Recast every line of the entries below as a Markdown table with two columns, Row and Text. Number each row in the Row column and leave out blank lines.

[Location labeling entries]
----

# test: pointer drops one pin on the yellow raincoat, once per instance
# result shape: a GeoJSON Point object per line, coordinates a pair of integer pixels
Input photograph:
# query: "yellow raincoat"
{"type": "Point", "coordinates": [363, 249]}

----

Full answer:
| Row | Text |
|---|---|
| 1 | # test: pointer drops one pin on the yellow raincoat, once per instance |
| 2 | # result shape: a GeoJSON Point object per line, coordinates a pair of integer pixels |
| 3 | Input photograph: |
| 4 | # query: "yellow raincoat" |
| 5 | {"type": "Point", "coordinates": [363, 249]} |